(WHAT YOU SHOULD DO) The entries contain pictures, which should not appear in the copy; everything else must be reproduced exactly.

(DATA SHOWN)

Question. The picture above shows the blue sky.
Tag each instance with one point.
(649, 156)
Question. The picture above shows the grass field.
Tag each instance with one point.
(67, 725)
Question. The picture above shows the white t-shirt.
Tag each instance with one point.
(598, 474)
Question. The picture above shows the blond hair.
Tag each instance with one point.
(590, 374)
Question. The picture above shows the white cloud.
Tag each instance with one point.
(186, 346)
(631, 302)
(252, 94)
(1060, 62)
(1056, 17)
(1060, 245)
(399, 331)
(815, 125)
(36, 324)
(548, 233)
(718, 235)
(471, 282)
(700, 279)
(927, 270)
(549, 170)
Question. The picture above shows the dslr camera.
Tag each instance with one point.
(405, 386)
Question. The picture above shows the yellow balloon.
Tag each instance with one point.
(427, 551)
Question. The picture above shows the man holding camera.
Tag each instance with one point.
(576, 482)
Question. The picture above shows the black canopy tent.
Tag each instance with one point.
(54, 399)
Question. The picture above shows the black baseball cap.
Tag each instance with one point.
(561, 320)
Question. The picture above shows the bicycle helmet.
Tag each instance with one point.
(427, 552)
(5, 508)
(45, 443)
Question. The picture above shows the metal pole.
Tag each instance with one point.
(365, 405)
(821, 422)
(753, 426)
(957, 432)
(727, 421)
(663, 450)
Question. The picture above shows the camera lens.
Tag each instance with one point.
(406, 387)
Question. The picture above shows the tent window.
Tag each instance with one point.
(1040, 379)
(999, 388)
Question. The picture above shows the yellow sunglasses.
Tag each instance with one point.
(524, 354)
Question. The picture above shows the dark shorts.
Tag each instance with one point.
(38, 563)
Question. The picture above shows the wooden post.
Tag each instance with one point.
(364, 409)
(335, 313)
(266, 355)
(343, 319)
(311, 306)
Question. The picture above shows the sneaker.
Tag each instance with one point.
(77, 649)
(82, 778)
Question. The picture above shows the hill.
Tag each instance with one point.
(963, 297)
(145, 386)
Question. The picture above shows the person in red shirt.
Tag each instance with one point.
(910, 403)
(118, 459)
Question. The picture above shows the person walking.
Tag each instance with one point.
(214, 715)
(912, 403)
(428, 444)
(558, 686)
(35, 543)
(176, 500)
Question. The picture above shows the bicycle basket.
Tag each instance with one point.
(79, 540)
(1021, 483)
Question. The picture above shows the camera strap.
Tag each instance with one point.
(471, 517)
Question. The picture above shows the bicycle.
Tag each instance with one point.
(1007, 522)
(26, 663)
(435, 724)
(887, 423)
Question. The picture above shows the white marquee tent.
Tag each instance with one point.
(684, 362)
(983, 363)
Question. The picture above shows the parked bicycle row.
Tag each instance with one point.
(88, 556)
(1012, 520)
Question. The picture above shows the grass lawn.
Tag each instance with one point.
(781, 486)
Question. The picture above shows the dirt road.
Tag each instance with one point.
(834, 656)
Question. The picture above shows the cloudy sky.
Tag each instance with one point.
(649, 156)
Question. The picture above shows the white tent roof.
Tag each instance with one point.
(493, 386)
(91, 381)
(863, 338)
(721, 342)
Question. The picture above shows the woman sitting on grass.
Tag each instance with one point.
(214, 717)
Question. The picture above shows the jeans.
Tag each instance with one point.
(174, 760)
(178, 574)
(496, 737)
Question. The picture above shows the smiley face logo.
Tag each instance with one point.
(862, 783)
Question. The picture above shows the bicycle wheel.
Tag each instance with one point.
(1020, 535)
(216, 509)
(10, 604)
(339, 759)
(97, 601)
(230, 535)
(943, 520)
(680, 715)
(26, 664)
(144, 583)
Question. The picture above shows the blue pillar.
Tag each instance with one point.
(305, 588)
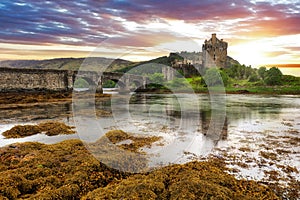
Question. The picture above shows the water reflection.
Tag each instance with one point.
(188, 127)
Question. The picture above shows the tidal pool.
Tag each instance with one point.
(257, 135)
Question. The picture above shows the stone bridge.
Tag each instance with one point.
(15, 79)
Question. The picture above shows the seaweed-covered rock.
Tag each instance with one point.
(49, 128)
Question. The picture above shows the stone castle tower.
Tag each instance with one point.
(214, 52)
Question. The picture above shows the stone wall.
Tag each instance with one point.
(214, 52)
(35, 79)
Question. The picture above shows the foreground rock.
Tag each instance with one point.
(68, 171)
(48, 128)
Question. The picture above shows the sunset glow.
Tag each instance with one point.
(259, 32)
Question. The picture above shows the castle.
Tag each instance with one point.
(214, 52)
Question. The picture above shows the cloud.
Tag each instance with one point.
(143, 23)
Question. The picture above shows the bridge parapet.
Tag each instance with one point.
(15, 79)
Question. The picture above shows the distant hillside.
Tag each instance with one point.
(114, 65)
(68, 63)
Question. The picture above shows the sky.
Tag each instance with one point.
(258, 32)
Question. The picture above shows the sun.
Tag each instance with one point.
(251, 53)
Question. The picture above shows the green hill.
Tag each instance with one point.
(93, 63)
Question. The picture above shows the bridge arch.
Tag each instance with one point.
(119, 83)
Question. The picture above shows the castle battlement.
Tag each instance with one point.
(214, 52)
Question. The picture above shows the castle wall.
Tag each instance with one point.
(33, 79)
(214, 53)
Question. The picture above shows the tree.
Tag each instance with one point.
(253, 78)
(214, 77)
(273, 76)
(109, 84)
(262, 72)
(157, 78)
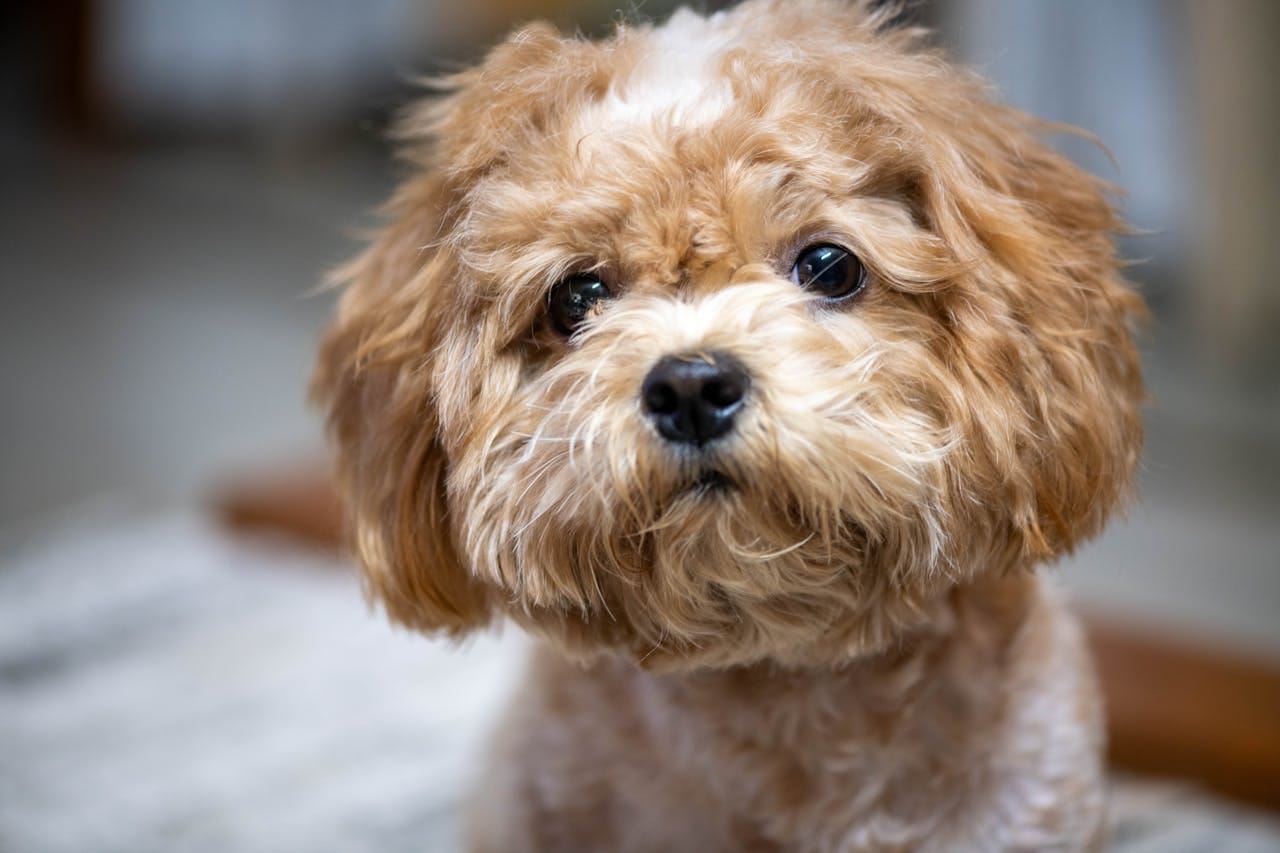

(ANSWER TO THE EXERCISE)
Question. The picture above shows the blue sky.
Tag each instance with one point.
(649, 156)
Question. The picture above shows the grass field.
Tag each instance with one point.
(67, 725)
Question. The picture above shows the white t-shirt.
Tag each instance with one point.
(598, 474)
Question. The picture above shows the blond hair.
Tag each instance with one point.
(590, 374)
Question. The picture above shows the white cloud.
Tag each instance with one point.
(186, 346)
(631, 302)
(252, 94)
(1060, 62)
(1056, 17)
(1060, 245)
(399, 331)
(815, 125)
(36, 324)
(548, 233)
(718, 235)
(471, 282)
(700, 279)
(927, 270)
(549, 170)
Question. The picture above shows the dslr camera.
Tag each instance with one point.
(405, 386)
Question. The picture above shows the yellow balloon.
Tag each instance with one point.
(427, 551)
Question. The picture above shows the man holding camera.
Tag each instance with one point.
(576, 482)
Question. The picture above shows the black canopy tent.
Tag each instance with one point.
(54, 399)
Question. The picture above shows the black baseball cap.
Tag each instance with one point.
(561, 320)
Question. The picture above shows the bicycle helmet.
Tag each instance with one point.
(427, 552)
(5, 508)
(45, 443)
Question. The picture above shows the metal pole.
Tag each instance with one point.
(365, 405)
(821, 422)
(753, 426)
(957, 432)
(727, 421)
(663, 450)
Question. The picture above shows the camera lens.
Tag each instance with one point.
(406, 387)
Question. The picture above shows the tent window.
Tag each instance with one point.
(1040, 379)
(999, 388)
Question. The picture above shows the yellow sunglasses.
Tag each instance with one point.
(524, 354)
Question. The picture above shows the dark shorts.
Tag each instance with one point.
(38, 563)
Question. The picture above shows the wooden post.
Tag each instance with one point.
(364, 409)
(335, 313)
(266, 355)
(343, 319)
(311, 306)
Question. The picture above shows the sneaker.
Tag each instance with one point.
(77, 649)
(82, 778)
Question. The picture above shows the hill.
Tag each instance with one point.
(963, 297)
(145, 386)
Question. The picture above shows the person in red shirt.
Tag each instance with one point.
(910, 403)
(118, 459)
Question. The picture above shows the person walking.
Tag each instance with one point.
(214, 715)
(912, 403)
(428, 444)
(558, 686)
(35, 543)
(176, 500)
Question. The picture above shows the bicycle basket.
Tag each instance with one point.
(79, 540)
(1021, 483)
Question. The picture above shows the camera strap.
Tag each instance with one point.
(471, 517)
Question. The picture above shows the bicycle.
Tag each instance with one point.
(1007, 522)
(26, 663)
(435, 724)
(887, 423)
Question. The picture above shows the white marquee tent.
Tag each instance with one point.
(684, 362)
(983, 363)
Question. The picture above shows the parked bicycle row.
Tag each instance with one point.
(88, 556)
(1012, 520)
Question. The picture above shows the grass lawn.
Tag each instance with one point.
(781, 486)
Question. The picture above shows the dirt road.
Tag each instance with one point.
(834, 656)
Question. The picture above shows the cloudy sky.
Tag each instance with one point.
(649, 156)
Question. The picture above shows the white tent roof.
Tag each instance with one point.
(493, 386)
(91, 381)
(863, 338)
(721, 342)
Question. The picture above shows the woman sitting on grass.
Tag each instance with one point.
(214, 717)
Question. The picture above shows the jeans.
Tag each instance with one point.
(174, 760)
(178, 574)
(496, 737)
Question. The picture above shows the smiley face logo.
Tag each instance with one point.
(862, 783)
Question. The picture above shows the bicycle wheel.
Tag each instance with one point.
(1020, 535)
(216, 509)
(10, 604)
(339, 759)
(97, 601)
(230, 535)
(943, 520)
(680, 715)
(26, 664)
(144, 583)
Question. The picture above shows the blue pillar.
Tag each instance with one point.
(305, 588)
Question. The picture above shows the water reflection.
Tag each instance with one point.
(188, 127)
Question. The picture above shows the tidal pool.
Tag each instance with one point.
(257, 135)
Question. The picture above shows the stone bridge.
Tag each instance with one point.
(15, 79)
Question. The picture above shows the seaweed-covered rock.
Tag each instance with one point.
(49, 128)
Question. The picture above shows the stone castle tower.
Tag each instance with one point.
(214, 52)
Question. The picture above shows the stone wall.
Tag each instance with one point.
(214, 52)
(35, 79)
Question. The picture above shows the foreground rock.
Tag each instance with one point.
(68, 171)
(48, 128)
Question. The picture above shows the sunset glow.
Tag each instance with one point.
(259, 32)
Question. The picture above shows the castle.
Tag each instance with one point.
(214, 52)
Question. The picture above shows the cloud.
Tag each instance with one point.
(143, 23)
Question. The picture above shows the bridge parapet.
Tag each instance with one point.
(15, 79)
Question. The picture above shows the distant hillside.
Tag each instance with one point.
(114, 65)
(68, 63)
Question. The picture above shows the sky.
Tag each instance with one point.
(258, 32)
Question. The picture above shows the sun.
Tag each instance with one point.
(251, 53)
Question. The picture above shows the green hill.
Tag each instance with one point.
(93, 63)
Question. The picture above shows the bridge arch.
Tag each instance with one point.
(119, 83)
Question. The picture above shows the castle battlement.
Tag each instance with one point.
(214, 52)
Question. The picture above shows the castle wall.
Tag each instance with one point.
(33, 79)
(214, 53)
Question. The picture above shows the tree.
Tag each instance with one point.
(253, 78)
(214, 77)
(273, 76)
(109, 84)
(262, 72)
(157, 78)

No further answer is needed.